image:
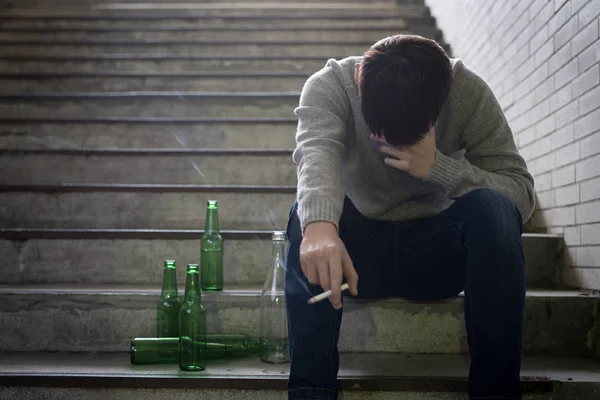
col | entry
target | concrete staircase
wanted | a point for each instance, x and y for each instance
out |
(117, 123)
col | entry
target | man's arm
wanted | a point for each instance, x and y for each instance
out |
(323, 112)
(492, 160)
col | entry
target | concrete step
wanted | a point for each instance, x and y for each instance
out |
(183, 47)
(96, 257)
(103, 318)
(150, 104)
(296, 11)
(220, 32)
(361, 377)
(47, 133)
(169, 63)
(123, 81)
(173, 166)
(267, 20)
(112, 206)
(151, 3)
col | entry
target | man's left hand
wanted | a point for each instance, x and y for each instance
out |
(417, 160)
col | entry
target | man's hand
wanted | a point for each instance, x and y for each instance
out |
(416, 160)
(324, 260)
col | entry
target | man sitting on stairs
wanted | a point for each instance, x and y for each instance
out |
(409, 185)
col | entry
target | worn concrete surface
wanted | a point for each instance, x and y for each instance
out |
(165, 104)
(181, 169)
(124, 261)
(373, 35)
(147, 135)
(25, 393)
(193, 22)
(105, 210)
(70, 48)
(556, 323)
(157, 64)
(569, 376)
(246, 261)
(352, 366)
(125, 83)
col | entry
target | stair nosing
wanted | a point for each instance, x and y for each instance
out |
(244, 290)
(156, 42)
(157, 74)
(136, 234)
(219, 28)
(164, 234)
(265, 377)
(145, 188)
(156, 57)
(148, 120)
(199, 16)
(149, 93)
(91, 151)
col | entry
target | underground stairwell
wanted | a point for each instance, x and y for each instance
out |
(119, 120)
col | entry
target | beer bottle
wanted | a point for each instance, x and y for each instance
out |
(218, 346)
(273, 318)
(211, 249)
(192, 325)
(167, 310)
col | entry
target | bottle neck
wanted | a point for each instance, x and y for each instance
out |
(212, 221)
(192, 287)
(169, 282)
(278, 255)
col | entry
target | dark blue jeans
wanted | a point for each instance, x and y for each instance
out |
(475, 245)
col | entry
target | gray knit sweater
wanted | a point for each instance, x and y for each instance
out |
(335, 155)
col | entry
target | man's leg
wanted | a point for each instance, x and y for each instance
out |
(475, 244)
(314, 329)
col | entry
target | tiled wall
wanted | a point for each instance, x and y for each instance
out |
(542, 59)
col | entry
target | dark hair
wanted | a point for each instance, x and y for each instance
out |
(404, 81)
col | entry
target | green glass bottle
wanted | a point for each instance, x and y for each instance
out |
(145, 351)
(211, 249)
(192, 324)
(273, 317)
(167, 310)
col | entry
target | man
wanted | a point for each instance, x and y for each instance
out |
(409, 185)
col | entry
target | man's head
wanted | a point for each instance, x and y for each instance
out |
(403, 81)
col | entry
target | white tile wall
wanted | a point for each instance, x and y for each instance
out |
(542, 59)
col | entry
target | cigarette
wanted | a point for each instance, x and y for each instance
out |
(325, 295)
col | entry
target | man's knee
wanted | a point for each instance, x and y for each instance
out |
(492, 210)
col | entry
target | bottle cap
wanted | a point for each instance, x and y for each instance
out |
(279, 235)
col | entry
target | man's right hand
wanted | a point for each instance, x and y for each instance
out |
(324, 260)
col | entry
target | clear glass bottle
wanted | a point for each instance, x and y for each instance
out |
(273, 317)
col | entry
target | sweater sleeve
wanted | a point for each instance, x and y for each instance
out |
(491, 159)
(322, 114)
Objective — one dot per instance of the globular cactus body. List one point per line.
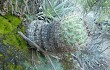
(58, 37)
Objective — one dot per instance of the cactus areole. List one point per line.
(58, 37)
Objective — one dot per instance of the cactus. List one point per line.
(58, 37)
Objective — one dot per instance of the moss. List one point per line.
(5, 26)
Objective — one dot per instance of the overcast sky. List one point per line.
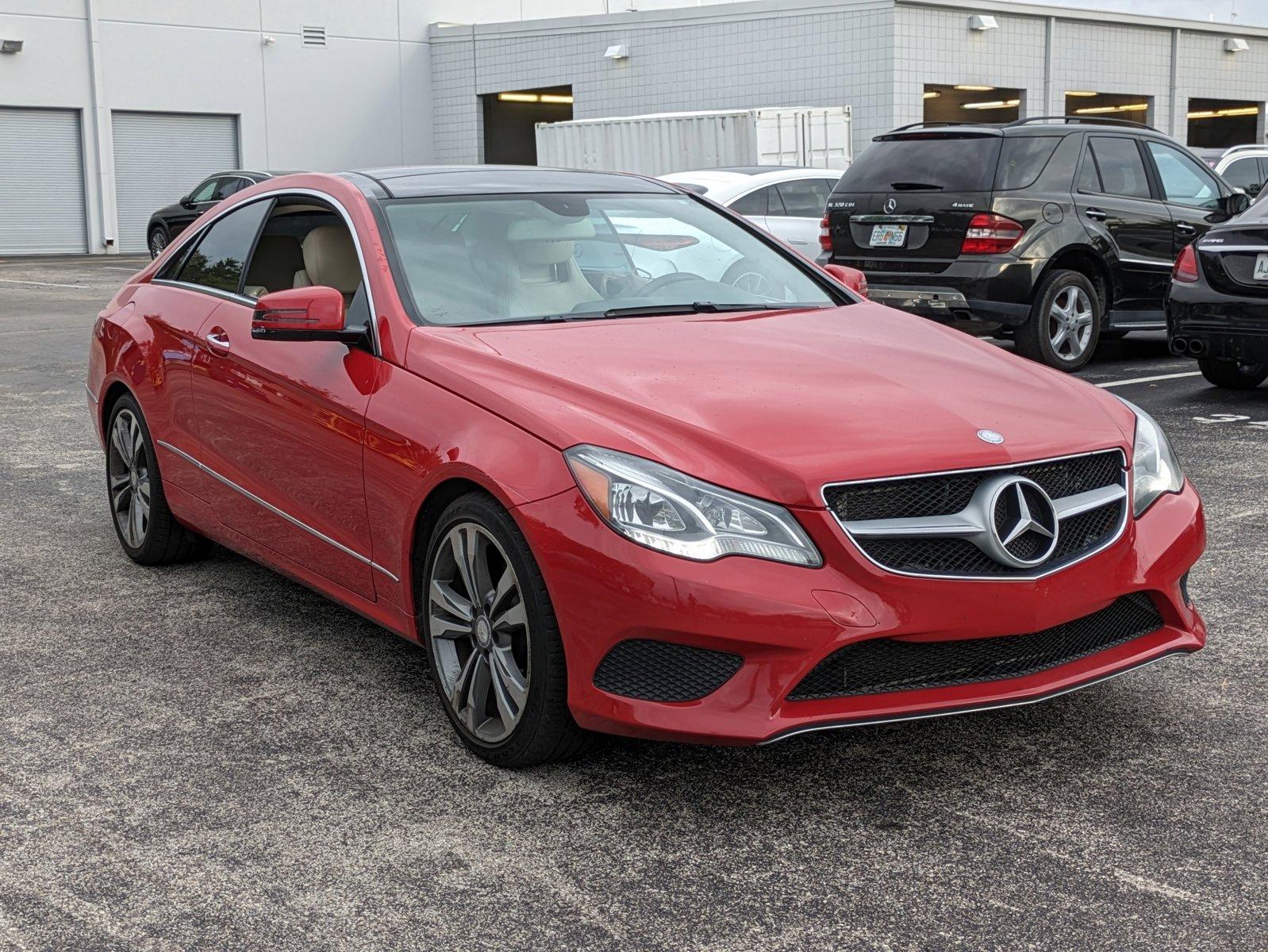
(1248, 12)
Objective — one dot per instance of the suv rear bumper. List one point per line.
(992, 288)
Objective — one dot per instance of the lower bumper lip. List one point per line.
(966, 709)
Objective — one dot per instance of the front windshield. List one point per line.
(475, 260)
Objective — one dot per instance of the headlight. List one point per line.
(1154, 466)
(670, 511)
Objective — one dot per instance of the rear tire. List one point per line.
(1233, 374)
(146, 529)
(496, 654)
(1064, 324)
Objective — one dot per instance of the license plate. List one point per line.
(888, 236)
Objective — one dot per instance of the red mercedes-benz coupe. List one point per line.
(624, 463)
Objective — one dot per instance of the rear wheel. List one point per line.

About this task
The whole listing should be printed again exactly as written, images excluded.

Task output
image:
col | entry
target | concrete staircase
wanted | a point for each instance, x and y for each instance
out |
(117, 123)
col | entry
target | man's arm
wanted | a point for each instance, x and y for each instance
out |
(323, 112)
(492, 160)
col | entry
target | concrete step
wanted | a point for each instance, x and y for each instance
out |
(183, 47)
(96, 257)
(103, 318)
(150, 104)
(296, 11)
(220, 32)
(361, 377)
(47, 133)
(169, 63)
(123, 81)
(173, 166)
(267, 20)
(112, 206)
(151, 3)
col | entry
target | man's left hand
wanted | a point for each instance, x and y for each instance
out |
(417, 160)
col | entry
target | man's hand
wanted | a point for each instance, x and y for each instance
out |
(416, 160)
(324, 260)
col | entry
target | man sitting on stairs
wanted | a point for each instance, x and y for each instance
out |
(409, 185)
col | entry
target | worn concrete surface
wanted | a point for each instance, x and y for each instance
out |
(165, 104)
(181, 169)
(124, 261)
(373, 35)
(147, 135)
(25, 393)
(193, 22)
(105, 210)
(70, 48)
(556, 323)
(157, 64)
(569, 376)
(246, 261)
(352, 366)
(125, 83)
col | entry
target | stair nosing
wanted | a point for each instance, x and y for each instance
out |
(244, 290)
(156, 42)
(157, 74)
(136, 234)
(219, 28)
(164, 234)
(265, 377)
(145, 188)
(156, 57)
(148, 120)
(199, 16)
(149, 93)
(91, 151)
col | entry
target | underground stairwell
wanted | a point for each instance, x and y for each instance
out |
(119, 120)
col | entry
target | beer bottle
wanted | a point for each instance, x and y for each instance
out |
(218, 346)
(273, 318)
(211, 249)
(192, 325)
(167, 310)
col | entry
target | bottle neck
wanted | a point for each instance, x and y for each instance
out |
(212, 221)
(192, 287)
(169, 282)
(278, 255)
col | entry
target | dark blue jeans
wanted | a point for each instance, x and y for each instance
out |
(475, 245)
col | entry
target | gray knit sweater
wanted | a point for each instance, x and y for each instance
out |
(335, 155)
col | entry
target | man's leg
wanted | a point for each instance, x and y for each instance
out |
(475, 244)
(314, 329)
col | entry
target | tiled wall
wanted | a point for each instance, x and y for each instance
out |
(542, 59)
col | entry
target | dark hair
wanted | a point for each instance, x and y for each instance
out |
(404, 81)
col | entry
target | green glass bottle
wanted | a point for each instance, x and y for each instance
out |
(145, 351)
(211, 249)
(192, 324)
(273, 317)
(167, 310)
col | entry
target | man
wanted | a point for each instance, x and y for each instance
out |
(409, 185)
col | entry
target | man's head
wanted | a point for each instance, x and y for each instance
out |
(403, 81)
col | entry
target | white tile wall
wanted | a point for each instance, x and y for each instance
out |
(542, 59)
col | entry
target | cigarette
wanted | a point for each instance, x and y for each instance
out |
(325, 295)
col | entry
target | man's knee
wanted | a point for each instance, x and y for each instance
out |
(492, 210)
col | entry
target | bottle cap
wanted | a point for each instance, x and y for each instance
out |
(279, 235)
col | entry
target | man's right hand
wanted | a point for each instance, x and y for each instance
out |
(324, 260)
col | entry
target | clear glass bottle
wanted | a point for each instance, x and y for each instance
out |
(273, 317)
col | entry
target | sweater sleeve
wanted | a point for each instance, x and y for each instance
out |
(491, 159)
(322, 114)
Objective — one dot per instance of the globular cactus body. List one point per line.
(58, 37)
Objective — one dot per instance of the cactus areole. List one point per line.
(58, 37)
Objective — one dot per instance of the cactus. List one point per line.
(58, 37)
Objective — one dot per instance of the moss. List one point per line.
(5, 26)
Objective — one dot per instance of the overcast sky. List one point per line.
(1248, 12)
Objective — one dot per instance of the suv rear bumper. List one point per line.
(992, 288)
Objective — one dot per instance of the lower bumper lip. List one point per line.
(966, 709)
Objective — one dot per instance of the front windshield. List one point per line.
(475, 260)
Objective — one dot per instance of the headlight. List one point per line.
(1154, 466)
(670, 511)
Objective — one dot per instance of the rear tire. List one point per line.
(1233, 374)
(146, 529)
(496, 654)
(1064, 324)
Objective — one dot per instance of the license plate. List one point per line.
(888, 236)
Objective — one dot per instance of the red mercedes-benz coupe. List one point per line.
(624, 463)
Objective — one dot per instance of the rear wheel. List one point per line.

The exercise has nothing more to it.